◆ SUPPLIED MATERIAL ◆
* Start *

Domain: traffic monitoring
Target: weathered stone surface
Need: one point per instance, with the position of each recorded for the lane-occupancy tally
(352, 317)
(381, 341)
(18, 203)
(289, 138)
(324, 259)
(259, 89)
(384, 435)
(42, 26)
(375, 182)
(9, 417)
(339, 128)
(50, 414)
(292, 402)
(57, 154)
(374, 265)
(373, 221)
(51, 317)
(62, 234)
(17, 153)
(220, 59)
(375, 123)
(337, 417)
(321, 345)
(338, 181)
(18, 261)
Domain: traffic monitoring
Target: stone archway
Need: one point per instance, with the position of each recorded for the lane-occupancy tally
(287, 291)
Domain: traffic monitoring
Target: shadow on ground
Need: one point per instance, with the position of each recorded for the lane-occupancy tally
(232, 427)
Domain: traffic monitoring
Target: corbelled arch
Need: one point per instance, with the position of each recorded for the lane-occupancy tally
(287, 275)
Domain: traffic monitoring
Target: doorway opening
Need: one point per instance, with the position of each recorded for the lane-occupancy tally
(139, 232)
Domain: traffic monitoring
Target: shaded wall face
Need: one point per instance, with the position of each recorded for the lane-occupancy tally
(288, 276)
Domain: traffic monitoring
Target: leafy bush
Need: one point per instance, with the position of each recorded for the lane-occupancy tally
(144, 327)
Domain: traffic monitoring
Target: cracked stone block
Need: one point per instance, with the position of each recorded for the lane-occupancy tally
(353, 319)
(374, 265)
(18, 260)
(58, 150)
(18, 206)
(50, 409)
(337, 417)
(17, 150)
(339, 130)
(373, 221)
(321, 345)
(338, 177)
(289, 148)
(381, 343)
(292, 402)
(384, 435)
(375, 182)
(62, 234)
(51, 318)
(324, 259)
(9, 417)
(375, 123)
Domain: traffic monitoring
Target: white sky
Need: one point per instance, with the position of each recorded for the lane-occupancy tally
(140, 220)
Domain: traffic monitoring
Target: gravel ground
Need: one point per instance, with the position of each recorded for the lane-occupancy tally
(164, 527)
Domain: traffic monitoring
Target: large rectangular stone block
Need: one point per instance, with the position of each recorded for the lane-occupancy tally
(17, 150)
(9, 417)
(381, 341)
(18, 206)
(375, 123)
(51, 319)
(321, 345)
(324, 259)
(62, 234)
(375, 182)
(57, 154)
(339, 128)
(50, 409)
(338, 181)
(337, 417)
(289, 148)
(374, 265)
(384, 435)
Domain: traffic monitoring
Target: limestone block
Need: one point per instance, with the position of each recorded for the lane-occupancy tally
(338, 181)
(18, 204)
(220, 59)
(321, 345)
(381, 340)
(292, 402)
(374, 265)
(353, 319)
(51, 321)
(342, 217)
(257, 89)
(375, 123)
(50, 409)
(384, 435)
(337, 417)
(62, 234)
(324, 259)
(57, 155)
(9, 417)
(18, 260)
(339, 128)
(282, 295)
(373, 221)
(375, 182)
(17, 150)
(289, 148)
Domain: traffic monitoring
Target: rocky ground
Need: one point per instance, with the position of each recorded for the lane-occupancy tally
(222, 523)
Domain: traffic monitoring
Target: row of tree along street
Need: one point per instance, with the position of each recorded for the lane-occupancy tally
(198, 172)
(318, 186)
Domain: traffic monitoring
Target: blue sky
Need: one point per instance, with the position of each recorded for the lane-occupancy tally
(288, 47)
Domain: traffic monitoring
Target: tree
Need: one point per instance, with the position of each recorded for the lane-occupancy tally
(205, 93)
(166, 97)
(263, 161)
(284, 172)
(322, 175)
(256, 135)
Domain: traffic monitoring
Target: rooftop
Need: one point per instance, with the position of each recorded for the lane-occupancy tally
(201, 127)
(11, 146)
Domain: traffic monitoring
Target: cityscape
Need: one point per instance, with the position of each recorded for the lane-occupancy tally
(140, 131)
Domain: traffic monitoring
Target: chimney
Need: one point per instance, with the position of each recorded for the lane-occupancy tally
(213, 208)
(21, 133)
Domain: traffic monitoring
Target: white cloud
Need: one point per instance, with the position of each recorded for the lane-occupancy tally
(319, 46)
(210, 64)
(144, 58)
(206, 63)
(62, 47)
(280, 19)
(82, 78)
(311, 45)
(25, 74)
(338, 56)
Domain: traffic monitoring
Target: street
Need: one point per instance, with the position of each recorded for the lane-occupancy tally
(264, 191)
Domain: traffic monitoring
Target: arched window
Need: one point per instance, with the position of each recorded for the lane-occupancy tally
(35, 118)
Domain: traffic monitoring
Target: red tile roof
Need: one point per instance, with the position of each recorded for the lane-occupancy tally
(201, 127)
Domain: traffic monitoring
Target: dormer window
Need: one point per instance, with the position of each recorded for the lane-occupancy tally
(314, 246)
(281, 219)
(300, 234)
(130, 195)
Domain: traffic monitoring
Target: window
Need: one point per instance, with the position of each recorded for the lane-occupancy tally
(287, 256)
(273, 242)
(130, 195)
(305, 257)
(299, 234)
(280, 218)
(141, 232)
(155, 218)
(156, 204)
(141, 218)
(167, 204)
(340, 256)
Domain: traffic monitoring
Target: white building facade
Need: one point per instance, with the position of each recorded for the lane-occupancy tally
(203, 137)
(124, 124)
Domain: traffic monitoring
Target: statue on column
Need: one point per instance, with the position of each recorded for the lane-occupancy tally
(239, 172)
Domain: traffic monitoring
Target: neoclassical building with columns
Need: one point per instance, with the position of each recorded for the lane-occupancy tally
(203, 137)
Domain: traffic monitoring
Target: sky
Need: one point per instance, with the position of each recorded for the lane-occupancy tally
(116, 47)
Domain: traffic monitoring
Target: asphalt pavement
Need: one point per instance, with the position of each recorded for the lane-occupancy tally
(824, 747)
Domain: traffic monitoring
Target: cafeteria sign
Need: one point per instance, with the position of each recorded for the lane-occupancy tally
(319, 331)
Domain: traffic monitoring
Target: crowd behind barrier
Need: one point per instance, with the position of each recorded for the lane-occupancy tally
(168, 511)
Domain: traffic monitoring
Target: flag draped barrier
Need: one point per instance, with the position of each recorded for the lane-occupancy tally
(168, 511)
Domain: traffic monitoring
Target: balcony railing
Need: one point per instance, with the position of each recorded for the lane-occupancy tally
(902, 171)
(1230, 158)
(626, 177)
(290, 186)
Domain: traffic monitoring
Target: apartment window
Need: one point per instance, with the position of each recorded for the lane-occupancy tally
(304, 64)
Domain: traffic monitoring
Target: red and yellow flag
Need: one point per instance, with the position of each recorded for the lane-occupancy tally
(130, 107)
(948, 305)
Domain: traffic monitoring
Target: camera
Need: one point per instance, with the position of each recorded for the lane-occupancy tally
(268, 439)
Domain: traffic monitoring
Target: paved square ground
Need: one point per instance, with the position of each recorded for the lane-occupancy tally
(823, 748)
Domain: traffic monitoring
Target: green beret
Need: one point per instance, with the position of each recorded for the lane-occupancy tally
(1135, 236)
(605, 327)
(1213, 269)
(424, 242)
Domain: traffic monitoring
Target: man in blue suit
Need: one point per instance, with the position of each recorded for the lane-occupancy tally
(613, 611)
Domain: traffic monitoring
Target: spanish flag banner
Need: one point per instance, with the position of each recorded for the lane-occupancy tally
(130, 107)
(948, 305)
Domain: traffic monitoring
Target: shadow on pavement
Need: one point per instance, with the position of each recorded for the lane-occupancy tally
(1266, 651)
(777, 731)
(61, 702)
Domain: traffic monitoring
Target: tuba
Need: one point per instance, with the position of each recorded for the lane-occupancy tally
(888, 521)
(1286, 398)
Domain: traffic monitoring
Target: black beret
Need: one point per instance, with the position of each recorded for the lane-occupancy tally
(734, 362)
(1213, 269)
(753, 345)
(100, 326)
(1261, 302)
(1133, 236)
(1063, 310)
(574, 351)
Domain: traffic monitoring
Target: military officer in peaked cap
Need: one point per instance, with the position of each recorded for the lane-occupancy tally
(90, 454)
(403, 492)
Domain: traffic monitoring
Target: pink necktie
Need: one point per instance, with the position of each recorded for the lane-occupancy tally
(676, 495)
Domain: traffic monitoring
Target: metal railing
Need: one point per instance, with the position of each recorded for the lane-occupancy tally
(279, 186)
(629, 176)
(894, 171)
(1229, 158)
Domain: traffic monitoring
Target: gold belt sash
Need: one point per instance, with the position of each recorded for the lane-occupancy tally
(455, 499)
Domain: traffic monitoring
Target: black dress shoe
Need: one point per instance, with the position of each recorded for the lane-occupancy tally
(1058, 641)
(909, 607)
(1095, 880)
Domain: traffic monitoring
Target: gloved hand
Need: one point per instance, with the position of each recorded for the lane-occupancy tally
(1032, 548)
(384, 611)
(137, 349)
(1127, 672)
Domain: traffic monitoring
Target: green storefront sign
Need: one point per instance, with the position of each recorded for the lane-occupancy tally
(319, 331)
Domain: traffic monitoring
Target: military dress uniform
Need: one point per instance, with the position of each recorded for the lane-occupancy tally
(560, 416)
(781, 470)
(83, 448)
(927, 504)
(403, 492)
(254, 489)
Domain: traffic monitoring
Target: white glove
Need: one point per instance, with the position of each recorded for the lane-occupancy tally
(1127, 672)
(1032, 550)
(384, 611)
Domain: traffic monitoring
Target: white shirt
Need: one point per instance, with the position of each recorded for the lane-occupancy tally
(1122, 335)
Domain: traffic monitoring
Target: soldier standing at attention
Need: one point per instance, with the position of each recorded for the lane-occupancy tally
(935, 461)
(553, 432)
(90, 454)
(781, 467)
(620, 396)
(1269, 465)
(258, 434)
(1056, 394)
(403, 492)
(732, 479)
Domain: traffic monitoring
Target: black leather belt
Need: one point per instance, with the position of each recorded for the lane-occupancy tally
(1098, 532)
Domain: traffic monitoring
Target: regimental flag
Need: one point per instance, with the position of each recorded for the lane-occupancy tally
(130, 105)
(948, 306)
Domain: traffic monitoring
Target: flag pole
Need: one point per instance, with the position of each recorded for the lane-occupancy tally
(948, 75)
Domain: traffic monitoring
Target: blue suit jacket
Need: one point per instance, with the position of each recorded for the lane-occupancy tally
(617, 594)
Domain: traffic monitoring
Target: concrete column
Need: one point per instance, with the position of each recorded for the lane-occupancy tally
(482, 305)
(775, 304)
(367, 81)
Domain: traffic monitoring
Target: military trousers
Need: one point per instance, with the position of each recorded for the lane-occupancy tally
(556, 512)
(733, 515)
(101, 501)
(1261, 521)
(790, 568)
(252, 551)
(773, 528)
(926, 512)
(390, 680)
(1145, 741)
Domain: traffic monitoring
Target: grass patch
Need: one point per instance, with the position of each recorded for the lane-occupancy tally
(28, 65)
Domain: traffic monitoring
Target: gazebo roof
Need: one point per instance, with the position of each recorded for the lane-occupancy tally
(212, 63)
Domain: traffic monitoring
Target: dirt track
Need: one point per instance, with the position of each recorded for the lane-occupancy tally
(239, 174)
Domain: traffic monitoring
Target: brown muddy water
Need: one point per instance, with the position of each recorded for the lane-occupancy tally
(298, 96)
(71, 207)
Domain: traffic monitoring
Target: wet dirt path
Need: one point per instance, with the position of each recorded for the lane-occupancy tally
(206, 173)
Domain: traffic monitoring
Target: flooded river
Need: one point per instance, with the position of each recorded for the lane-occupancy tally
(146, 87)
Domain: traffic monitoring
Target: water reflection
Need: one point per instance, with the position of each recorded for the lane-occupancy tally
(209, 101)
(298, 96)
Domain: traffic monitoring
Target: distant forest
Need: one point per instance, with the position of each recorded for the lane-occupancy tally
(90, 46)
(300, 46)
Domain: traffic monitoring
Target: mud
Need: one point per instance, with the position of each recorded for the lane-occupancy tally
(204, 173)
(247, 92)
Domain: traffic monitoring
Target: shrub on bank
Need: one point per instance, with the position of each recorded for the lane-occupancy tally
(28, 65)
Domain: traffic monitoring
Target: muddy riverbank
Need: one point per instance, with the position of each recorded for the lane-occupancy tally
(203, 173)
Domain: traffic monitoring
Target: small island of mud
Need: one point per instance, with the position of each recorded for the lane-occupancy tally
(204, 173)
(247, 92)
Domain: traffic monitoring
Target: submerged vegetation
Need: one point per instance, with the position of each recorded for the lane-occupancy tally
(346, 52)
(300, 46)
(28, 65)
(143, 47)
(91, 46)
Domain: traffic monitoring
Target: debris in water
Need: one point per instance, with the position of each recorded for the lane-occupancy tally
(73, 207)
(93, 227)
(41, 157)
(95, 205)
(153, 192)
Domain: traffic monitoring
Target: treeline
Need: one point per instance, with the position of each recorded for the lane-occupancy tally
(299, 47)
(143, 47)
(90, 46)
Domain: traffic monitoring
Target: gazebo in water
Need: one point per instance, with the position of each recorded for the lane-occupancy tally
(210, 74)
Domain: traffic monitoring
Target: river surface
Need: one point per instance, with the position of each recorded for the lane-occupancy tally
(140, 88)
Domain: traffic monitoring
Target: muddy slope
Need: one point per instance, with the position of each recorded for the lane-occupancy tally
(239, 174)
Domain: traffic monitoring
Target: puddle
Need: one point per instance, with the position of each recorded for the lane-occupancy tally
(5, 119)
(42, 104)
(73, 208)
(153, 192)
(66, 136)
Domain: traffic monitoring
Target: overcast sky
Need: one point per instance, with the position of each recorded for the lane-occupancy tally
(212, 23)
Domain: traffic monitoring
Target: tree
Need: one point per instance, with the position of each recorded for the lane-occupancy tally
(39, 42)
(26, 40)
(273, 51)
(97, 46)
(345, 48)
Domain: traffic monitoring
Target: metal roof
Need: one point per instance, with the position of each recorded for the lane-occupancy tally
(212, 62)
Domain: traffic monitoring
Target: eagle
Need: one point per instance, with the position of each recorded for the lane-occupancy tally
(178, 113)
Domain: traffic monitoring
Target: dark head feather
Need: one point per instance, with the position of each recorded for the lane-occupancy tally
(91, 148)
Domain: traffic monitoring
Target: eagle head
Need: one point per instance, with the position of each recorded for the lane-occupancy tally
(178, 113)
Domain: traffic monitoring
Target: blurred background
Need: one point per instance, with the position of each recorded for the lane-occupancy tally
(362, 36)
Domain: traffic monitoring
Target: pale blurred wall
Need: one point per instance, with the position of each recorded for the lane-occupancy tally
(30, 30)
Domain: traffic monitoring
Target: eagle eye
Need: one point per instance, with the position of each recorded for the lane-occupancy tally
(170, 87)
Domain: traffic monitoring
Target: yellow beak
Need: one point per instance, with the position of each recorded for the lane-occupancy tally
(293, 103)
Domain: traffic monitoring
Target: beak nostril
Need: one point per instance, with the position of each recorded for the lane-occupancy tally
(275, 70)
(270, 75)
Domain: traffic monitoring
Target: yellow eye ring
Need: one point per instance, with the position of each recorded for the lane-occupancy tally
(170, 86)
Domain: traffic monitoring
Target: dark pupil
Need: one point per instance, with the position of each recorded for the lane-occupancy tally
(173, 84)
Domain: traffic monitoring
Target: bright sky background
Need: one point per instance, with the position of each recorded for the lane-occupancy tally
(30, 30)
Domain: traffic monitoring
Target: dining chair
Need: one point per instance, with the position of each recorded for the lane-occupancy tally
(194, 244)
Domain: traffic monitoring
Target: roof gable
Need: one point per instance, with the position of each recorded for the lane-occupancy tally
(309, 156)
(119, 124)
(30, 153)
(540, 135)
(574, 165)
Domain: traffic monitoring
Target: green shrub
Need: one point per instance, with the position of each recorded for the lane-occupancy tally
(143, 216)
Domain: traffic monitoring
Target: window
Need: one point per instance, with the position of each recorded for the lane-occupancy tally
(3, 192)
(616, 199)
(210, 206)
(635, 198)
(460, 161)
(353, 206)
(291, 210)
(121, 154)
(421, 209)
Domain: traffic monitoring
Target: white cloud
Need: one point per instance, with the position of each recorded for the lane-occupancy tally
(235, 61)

* End *

Return every line of the records that contains the word "suit", matching case exactly.

Target: man in blue suit
Target: blue suit jacket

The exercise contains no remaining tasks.